§ SUPPLIED RECORDS
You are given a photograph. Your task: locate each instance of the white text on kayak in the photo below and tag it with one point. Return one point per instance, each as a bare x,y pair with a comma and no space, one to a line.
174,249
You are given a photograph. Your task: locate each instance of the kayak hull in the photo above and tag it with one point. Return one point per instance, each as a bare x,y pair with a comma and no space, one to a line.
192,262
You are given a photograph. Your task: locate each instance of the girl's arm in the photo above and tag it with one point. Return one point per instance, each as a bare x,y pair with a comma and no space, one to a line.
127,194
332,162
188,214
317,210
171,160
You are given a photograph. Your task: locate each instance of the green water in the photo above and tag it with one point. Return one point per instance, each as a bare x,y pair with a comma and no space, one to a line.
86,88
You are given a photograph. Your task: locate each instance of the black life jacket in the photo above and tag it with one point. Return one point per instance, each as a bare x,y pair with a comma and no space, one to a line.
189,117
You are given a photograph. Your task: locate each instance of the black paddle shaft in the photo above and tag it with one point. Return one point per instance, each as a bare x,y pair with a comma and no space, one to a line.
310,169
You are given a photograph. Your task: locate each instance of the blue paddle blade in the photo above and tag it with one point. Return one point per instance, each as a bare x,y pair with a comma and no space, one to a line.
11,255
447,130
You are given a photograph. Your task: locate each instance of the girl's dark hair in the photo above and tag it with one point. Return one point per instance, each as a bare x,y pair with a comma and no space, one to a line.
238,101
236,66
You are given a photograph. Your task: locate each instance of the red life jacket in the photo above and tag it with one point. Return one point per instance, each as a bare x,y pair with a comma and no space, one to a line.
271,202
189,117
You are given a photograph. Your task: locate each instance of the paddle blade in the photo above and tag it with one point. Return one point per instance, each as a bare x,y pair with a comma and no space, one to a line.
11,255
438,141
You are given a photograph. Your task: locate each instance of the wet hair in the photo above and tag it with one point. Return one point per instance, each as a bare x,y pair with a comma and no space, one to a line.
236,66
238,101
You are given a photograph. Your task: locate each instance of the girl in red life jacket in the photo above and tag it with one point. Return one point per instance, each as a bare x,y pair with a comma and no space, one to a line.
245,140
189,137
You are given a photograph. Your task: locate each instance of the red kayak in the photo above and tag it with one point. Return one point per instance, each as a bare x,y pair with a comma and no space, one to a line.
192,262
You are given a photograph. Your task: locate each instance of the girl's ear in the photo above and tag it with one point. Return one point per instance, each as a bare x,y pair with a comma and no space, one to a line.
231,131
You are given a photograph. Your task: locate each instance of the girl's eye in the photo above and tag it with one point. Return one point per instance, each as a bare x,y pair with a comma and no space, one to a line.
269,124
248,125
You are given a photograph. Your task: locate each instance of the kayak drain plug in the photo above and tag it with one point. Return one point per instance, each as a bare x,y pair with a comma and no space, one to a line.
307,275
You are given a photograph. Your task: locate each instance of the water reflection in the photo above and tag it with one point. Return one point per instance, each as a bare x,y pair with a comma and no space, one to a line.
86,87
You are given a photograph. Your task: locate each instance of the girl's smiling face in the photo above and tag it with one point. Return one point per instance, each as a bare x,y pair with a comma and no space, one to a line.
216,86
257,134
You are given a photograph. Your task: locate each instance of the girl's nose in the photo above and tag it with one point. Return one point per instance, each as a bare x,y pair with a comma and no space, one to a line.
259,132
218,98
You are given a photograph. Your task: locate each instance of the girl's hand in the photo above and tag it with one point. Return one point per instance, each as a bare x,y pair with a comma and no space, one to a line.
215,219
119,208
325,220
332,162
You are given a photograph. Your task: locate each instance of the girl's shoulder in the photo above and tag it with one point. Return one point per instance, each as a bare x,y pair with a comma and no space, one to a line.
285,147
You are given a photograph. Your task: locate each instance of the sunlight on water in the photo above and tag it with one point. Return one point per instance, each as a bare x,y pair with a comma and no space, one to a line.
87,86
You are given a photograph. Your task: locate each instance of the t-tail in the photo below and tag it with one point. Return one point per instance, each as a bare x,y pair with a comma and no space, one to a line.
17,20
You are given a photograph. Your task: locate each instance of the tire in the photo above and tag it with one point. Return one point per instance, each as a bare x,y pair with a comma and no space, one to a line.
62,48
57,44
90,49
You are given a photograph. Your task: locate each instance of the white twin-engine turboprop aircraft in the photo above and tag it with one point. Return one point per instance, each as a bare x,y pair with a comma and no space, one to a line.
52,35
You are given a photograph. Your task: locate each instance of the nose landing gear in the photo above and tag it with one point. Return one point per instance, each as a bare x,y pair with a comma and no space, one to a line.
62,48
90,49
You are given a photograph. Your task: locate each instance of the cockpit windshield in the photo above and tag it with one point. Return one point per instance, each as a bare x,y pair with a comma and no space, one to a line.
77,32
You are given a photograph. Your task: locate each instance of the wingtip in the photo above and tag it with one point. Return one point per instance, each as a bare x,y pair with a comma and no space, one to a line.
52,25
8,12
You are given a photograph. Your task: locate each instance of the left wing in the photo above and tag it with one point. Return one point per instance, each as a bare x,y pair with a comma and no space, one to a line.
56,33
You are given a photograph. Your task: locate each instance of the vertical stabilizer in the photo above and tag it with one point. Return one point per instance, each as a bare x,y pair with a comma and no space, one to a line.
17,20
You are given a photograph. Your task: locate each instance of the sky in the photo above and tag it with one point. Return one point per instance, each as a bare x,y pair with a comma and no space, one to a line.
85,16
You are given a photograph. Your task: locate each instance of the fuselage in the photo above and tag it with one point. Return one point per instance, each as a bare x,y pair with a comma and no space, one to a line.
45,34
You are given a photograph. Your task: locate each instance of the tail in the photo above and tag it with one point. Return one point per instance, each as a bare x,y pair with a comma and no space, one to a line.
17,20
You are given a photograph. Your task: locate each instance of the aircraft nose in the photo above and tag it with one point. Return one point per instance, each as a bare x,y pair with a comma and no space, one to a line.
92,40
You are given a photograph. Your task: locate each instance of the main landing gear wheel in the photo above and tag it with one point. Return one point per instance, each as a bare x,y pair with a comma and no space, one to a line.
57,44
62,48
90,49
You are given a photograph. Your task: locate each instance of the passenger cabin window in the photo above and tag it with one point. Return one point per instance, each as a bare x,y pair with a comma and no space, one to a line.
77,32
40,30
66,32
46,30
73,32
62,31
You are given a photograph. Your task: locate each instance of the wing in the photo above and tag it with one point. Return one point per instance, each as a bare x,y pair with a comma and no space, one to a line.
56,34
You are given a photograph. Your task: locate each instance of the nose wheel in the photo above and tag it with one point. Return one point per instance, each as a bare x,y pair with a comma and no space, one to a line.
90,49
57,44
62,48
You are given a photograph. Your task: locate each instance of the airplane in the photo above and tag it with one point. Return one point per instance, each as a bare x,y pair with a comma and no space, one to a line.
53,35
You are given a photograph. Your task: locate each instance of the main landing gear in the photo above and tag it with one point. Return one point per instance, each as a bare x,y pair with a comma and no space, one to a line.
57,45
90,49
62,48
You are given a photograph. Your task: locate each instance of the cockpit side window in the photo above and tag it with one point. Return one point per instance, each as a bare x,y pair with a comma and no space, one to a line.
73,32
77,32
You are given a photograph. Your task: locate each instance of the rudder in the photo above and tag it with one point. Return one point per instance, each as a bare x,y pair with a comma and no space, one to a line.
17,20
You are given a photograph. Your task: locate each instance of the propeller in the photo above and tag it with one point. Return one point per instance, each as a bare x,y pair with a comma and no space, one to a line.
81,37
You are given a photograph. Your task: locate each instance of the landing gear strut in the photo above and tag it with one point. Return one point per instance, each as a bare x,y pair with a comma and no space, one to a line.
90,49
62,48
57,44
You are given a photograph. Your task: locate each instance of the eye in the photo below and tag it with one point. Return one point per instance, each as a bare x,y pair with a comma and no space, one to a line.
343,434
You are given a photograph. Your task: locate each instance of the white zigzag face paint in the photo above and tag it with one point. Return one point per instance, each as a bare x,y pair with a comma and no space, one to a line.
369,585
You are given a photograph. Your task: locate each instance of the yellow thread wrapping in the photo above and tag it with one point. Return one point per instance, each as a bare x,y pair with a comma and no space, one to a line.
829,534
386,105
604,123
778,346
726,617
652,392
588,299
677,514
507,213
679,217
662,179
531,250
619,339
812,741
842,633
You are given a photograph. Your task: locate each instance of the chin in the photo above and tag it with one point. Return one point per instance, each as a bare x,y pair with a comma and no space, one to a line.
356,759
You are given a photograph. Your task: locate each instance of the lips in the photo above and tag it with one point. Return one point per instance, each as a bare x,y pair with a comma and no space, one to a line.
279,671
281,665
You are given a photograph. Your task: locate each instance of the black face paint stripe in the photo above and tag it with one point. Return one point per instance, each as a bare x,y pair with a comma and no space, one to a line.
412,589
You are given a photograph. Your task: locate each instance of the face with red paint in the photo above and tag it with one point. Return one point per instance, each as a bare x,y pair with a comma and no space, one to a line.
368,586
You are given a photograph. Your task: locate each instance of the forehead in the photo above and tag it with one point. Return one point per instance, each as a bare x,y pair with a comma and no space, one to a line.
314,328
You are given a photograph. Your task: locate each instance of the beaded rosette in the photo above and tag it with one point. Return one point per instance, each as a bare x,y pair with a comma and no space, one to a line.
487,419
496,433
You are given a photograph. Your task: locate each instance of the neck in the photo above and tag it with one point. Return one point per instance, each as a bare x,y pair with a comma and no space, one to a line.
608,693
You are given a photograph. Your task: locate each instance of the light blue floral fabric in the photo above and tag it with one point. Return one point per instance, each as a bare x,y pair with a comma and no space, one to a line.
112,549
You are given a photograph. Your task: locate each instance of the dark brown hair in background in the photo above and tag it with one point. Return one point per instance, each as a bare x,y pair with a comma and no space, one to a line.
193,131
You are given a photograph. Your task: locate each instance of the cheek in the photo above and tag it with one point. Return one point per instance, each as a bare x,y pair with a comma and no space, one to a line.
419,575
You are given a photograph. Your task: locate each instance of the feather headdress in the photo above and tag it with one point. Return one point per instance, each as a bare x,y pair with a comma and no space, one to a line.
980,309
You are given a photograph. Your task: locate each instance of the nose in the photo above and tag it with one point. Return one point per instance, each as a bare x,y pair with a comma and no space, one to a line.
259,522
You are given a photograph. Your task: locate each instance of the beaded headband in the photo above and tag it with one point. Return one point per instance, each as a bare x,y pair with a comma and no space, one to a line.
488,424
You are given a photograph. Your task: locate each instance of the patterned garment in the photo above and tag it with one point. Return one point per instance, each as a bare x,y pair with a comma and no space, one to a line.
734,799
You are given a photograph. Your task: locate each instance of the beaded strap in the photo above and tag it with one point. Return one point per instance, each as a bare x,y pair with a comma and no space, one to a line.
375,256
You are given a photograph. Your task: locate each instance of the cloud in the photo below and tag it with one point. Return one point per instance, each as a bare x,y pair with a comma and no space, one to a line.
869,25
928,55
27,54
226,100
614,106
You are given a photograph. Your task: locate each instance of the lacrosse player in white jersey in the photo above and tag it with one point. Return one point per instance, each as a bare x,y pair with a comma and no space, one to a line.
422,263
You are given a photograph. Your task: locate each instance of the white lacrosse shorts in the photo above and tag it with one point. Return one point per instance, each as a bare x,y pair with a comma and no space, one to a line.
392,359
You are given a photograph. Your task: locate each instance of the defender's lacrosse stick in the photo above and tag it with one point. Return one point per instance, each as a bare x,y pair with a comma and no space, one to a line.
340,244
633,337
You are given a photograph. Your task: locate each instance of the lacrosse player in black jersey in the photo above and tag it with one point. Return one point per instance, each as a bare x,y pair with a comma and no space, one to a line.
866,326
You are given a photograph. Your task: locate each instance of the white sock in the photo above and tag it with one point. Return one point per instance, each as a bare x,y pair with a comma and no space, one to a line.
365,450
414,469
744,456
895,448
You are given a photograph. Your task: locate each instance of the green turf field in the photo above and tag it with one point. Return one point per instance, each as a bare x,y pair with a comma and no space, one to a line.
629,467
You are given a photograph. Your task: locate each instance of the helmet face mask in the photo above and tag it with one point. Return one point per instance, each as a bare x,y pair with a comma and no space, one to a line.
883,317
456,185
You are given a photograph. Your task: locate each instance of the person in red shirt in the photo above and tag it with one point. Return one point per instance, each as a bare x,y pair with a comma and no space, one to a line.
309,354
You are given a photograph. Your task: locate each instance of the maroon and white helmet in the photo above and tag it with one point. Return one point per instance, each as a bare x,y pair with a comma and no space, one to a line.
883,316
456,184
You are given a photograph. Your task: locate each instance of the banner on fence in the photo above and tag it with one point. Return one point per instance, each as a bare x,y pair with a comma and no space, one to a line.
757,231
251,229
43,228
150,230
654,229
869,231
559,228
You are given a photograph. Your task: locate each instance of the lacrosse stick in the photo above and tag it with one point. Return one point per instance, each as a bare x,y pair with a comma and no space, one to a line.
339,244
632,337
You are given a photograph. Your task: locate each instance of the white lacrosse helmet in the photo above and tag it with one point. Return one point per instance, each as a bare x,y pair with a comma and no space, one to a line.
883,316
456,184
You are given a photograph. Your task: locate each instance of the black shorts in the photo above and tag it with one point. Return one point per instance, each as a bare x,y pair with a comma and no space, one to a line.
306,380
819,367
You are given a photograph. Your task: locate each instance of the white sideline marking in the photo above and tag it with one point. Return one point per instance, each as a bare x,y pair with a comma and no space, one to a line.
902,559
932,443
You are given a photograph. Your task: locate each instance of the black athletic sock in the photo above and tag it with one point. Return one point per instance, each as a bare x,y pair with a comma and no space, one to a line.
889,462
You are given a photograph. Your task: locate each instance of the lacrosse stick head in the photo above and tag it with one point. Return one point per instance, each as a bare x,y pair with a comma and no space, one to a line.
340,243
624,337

§ YOUR TASK
Include both ends. Return the line holding "the white sideline" and all lines after it in the records above, exactly as written.

§ EXERCISE RESPONSE
You are given a photograph. Your task: locate each instance of the white sideline marking in the photo above and tag it with one point. Return one point per instance, each as a bare x,y pair with a comma and no space, one to a line.
902,559
932,443
You are given a photograph. Your task: locate each instance of the black athletic sock in the photo above and tag it with one point. Return one point per instance, each as a bare x,y pair with a comma and no space, one to a line.
889,462
You are given a photograph. Your task: locate each instance of the lacrosse stick head in the photo above and tag it with one point. Return one point per instance, each as a bare x,y pair with a comma and no space, one to a line.
340,243
624,337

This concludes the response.